EXTRACTED TEXT.

== Segment start ==

Thinning, 2 questions, woodchucks again

Someone asked, "What is thinning?" We all know there is jargon in every human endeavor, and I guess I assumed more than I should have. You have all heard of thick woods and thick hair. If you scatter carrot seeds, you may get a think crop of carrots. Then you need to "thin" the crop by pulling out the excess. We speak of "thinning to one inch" when we are pulling out enough carrots so that the remaining ones are all one inch from their nearest neighbor. The tradition was to thin to a half inch in June, to one inch in July, and to two inches in August. My tradition was to throw away or compost the thinnings, but this year I've been transplanting them to fill in the empty spots and to expand the carrot plot. The moist weather has been conducive to success in this project.

Someone asked what to do with aphids. Some folks suggest spraying soapy water on them,
and I've found plain water just as successful. It's a lot of time and effort, however, for each leaf, and this year I have settled with going on a guilt trip for not removing the aphid-ridden leaves from the plant before they spread. This is not a very useful approach. Any other suggestions? This tropical weather is good for aphids.

And for mushrooms. Several people have asked what I do about mushrooms. Don't eat them! They are probably deadly. My own approach has been to kick them in the lawn, and to mulch over them with grass clippings in the garden. I'm not sure I recommend either. Any other ideas? Most years they aren't a problem, but this year is surely "special."

When I first had woodchucks, we invested in an electric fence. This worked, but is expensive. Worse, the battery died over the winter, and we couldn't find any replacement battery the following spring. So that was one very expensive woodchuck-free year. An electric fence is less invasive in your yard than a "real" fence that goes a foot underground and four feet over. I put it about one foot above the ground so I could step over it easily. Our neighbor found it upsetting in the yard next to where he was raising children, but verified that electric fences are legal in Montclair. A friend told me her two sons liked to annoy her by touching the fence. One is now a professor of mathematics at Columbia University, so I gather this
repeated prank did him no short or longterm harm. I touched mine once by mistake, and wouldn't do that again just to annoy someone else! However, the discomfort stopped as soon as I jumped away from the wire, which was quickly. If anyone knows where they (or replacement batteries) are available nearby, that might be of interest to readers, perhaps even me. Yes, you can turn off the fence whenever you like.

== Segment end ==

TASKS.
a – According to the gardening column, how far apart did tradition call for thinning carrots in July?
b – Take the gardening column further, picking up right after its last sentence.

RECORDED DATA.
== Segment start ==

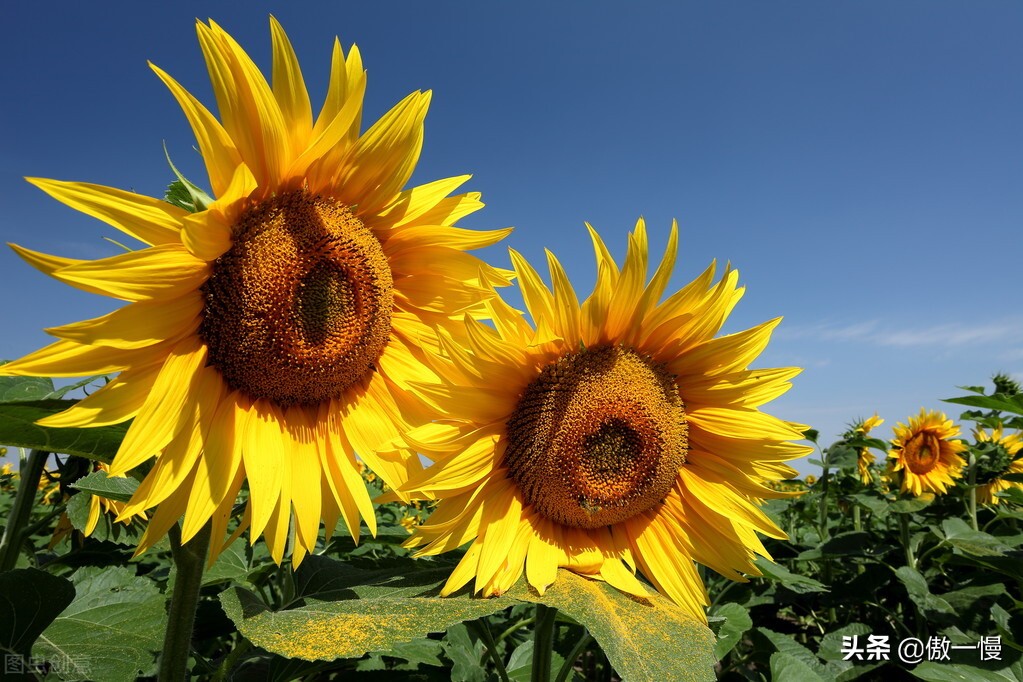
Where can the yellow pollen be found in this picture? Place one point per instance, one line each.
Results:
(597, 437)
(299, 309)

== Segment end ==

ANSWERS TO THE PROBLEMS.
a – One inch.

b –
Our woodchuck infestation continues. My main defense is to think of Marie-Antoinette as I say to myself, "Let them eat tomatoes." Thank you all for the cages. I am going hog-wild with supersteak tomatoes and eggplants. The woodchucks don't eat tomato plants, but they will take a bite out of a large tomato. I'm not above cutting around the bite and including the remainder in sauce. They don't seem to find tiny tomatoes worth their time. They take occasional bites off the tops of eggplants, peppers, and zinnias, but they aren't speciescidal with these, as they are with broccoli, and the plants seem to grow back or around the bite.

I ate my first sugar snap pea today. Yum, but sigh. There won't be many this year. The ones I have grew up in the protection of early tomatoes or overwintered volunteer pak choi. Pac choi (for the reader who asked) is a kind of chinese cabbage that does very well in the NJ climate. I think I may plant its seeds along the main fence this fall to protect more peas as they climb the fence next spring. Also, I'll follow Renae's lead in starting tomatoes for my circular fence in January, so they will protect the peas around that fence.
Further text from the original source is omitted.